Instructions for the task: Please could you give again the lines from the one holding "to the blue" through the final line of the data below, exactly, with no other lines?

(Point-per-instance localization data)
━━━━

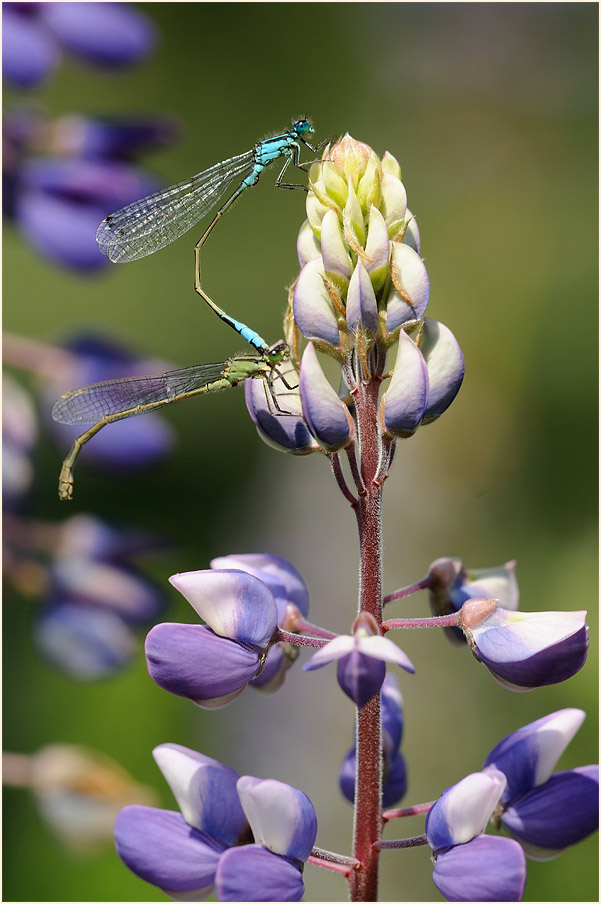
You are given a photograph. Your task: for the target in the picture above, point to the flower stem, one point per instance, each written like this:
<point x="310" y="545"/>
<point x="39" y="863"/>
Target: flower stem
<point x="407" y="811"/>
<point x="424" y="584"/>
<point x="397" y="843"/>
<point x="436" y="621"/>
<point x="368" y="781"/>
<point x="300" y="640"/>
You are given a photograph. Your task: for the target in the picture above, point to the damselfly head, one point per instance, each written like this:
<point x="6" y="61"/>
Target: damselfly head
<point x="278" y="351"/>
<point x="303" y="126"/>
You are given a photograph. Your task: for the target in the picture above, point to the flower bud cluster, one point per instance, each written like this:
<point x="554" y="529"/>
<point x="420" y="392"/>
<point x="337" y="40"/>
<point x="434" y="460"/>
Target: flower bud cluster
<point x="362" y="289"/>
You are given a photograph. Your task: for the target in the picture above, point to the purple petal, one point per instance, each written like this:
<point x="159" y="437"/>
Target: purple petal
<point x="61" y="229"/>
<point x="281" y="817"/>
<point x="325" y="413"/>
<point x="406" y="397"/>
<point x="106" y="184"/>
<point x="534" y="649"/>
<point x="108" y="34"/>
<point x="285" y="432"/>
<point x="486" y="869"/>
<point x="234" y="604"/>
<point x="463" y="810"/>
<point x="276" y="572"/>
<point x="30" y="52"/>
<point x="528" y="756"/>
<point x="271" y="677"/>
<point x="333" y="650"/>
<point x="191" y="661"/>
<point x="562" y="811"/>
<point x="205" y="791"/>
<point x="446" y="367"/>
<point x="360" y="677"/>
<point x="252" y="873"/>
<point x="313" y="310"/>
<point x="361" y="305"/>
<point x="86" y="642"/>
<point x="160" y="847"/>
<point x="114" y="138"/>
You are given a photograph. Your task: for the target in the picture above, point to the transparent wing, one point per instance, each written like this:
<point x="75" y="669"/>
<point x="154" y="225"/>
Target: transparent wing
<point x="147" y="225"/>
<point x="89" y="404"/>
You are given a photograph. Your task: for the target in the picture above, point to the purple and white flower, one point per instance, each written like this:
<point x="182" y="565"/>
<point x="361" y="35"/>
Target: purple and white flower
<point x="361" y="659"/>
<point x="546" y="811"/>
<point x="34" y="36"/>
<point x="243" y="837"/>
<point x="211" y="664"/>
<point x="450" y="584"/>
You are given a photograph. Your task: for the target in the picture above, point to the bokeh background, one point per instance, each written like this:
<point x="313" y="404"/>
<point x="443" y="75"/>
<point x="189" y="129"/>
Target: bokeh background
<point x="492" y="111"/>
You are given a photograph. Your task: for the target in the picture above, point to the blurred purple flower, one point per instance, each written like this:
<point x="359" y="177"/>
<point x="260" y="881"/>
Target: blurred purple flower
<point x="19" y="433"/>
<point x="211" y="664"/>
<point x="95" y="600"/>
<point x="58" y="203"/>
<point x="34" y="36"/>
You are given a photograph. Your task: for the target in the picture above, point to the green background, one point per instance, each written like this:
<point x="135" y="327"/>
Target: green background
<point x="492" y="111"/>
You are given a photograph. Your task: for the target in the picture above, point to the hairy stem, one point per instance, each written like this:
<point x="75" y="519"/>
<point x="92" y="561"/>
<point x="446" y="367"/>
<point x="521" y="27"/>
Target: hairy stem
<point x="368" y="782"/>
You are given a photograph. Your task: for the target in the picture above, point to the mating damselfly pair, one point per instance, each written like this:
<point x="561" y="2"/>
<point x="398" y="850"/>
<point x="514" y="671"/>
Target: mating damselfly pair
<point x="146" y="226"/>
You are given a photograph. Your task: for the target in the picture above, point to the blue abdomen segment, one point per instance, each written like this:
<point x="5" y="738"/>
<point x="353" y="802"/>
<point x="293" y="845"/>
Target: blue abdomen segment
<point x="251" y="336"/>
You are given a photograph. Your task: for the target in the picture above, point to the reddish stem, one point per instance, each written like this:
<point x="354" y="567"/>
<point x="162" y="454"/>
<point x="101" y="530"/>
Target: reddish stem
<point x="424" y="584"/>
<point x="368" y="781"/>
<point x="300" y="640"/>
<point x="396" y="843"/>
<point x="417" y="810"/>
<point x="337" y="862"/>
<point x="436" y="621"/>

━━━━

Task result:
You are given a photograph. Your task: for the target in the picture above, point to the blue abdomen segment, one point per instance, each written like this:
<point x="5" y="738"/>
<point x="353" y="802"/>
<point x="293" y="845"/>
Target: blue abdomen segment
<point x="251" y="336"/>
You are given a photograph. Your task: for the target in the picture above, point to the reddish stem, one point per instance, each written like this:
<point x="354" y="567"/>
<point x="162" y="454"/>
<point x="101" y="530"/>
Target: reddish stem
<point x="424" y="584"/>
<point x="368" y="781"/>
<point x="300" y="640"/>
<point x="396" y="843"/>
<point x="417" y="810"/>
<point x="337" y="862"/>
<point x="436" y="621"/>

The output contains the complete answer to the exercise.